## [TRECHO CITADO]
◇ ◇ ◇ ◇ ◇ ◇ ◇
Um evento marcava mudança de status, quando chegavam ao estágio de geiko, uma gueixa completa, geralmente por volta dos 20 anos: o mizuage. Antes dançando, conversando e tocando instrumentos em casas de chá, restaurantes, banquetes e eventos importantes, hoje as gueixas estão na televisão e aparecem em eventos variados.
Pode não parecer, mas por trás da aparência, muitos detalhes eram cuidadosamente pensados, passando pelos trajes, penteados, chinelos e maquiagens utilizadas. Anos de preparo para exercer a profissão também escondiam, na mesma medida, muitas marcas de sofrimento.
(Fonte: Getty Images/Reprodução)
O famoso penteado, que consistia num coque dividido atrás e variava de posição conforme o status, exigia que a gueixa adotasse todos os cuidados possíveis para não mover um único fio de cabelo até mesmo enquanto dormia, o que muitas vezes significava permanecer numa posição desconfortável.
As gueixas mais experientes até usavam perucas, mas antes disso, lavar as madeixas com frequência era algo fora de questão, já que o penteado era feito semanalmente. E por passar tanto tempo preso, além do incômodo, o cabelo acabava ficando frágil, suscetível a danos permanentes. A maquiagem, da mesma forma, feita para esboçar um rosto delicado e bem delineado, também oferecia danos.
◇ ◇ ◇ ◇ ◇ ◇ ◇
## [SEÇÃO DE DADOS]
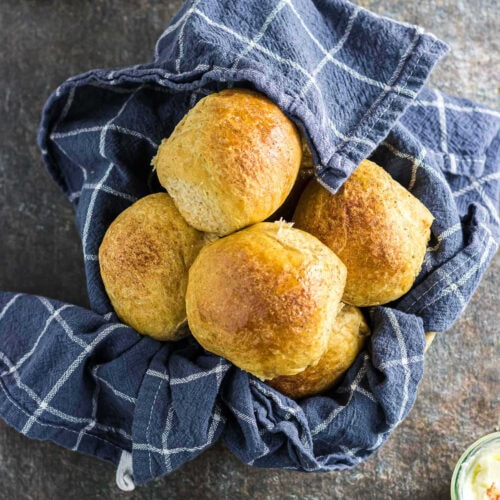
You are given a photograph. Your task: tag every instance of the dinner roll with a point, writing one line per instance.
(144, 259)
(265, 298)
(346, 340)
(376, 227)
(230, 162)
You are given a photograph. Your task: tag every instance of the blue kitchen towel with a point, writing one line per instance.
(353, 82)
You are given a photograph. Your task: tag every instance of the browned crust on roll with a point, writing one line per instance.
(144, 260)
(346, 340)
(230, 162)
(376, 227)
(265, 298)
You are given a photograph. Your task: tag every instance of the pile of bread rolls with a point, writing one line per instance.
(278, 299)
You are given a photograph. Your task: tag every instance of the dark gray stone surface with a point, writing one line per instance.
(44, 42)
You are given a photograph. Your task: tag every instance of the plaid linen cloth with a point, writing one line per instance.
(354, 83)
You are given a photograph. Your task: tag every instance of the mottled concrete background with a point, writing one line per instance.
(44, 42)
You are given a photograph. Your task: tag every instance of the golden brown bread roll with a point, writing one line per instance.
(230, 162)
(144, 259)
(376, 227)
(265, 298)
(346, 340)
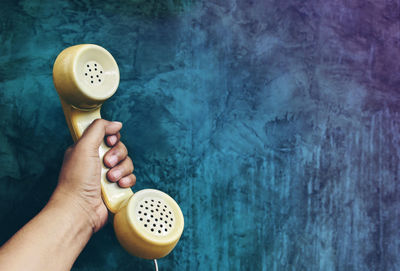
◇ ◇ ◇ ◇ ◇ ◇ ◇
## [TAREFA PROPOSTA]
Reescreva o trecho sobre as gueixas desde "(Fonte: Getty Images/Reprodução)" até "numa posição desconfortável.", inclusive, substituindo "coque" por "nó". Os itens não têm relação com o trecho.

## [PROBLEMA RESOLVIDO]
(Fonte: Getty Images/Reprodução)
O famoso penteado, que consistia num nó dividido atrás e variava de posição conforme o status, exigia que a gueixa adotasse todos os cuidados possíveis para não mover um único fio de cabelo até mesmo enquanto dormia, o que muitas vezes significava permanecer numa posição desconfortável.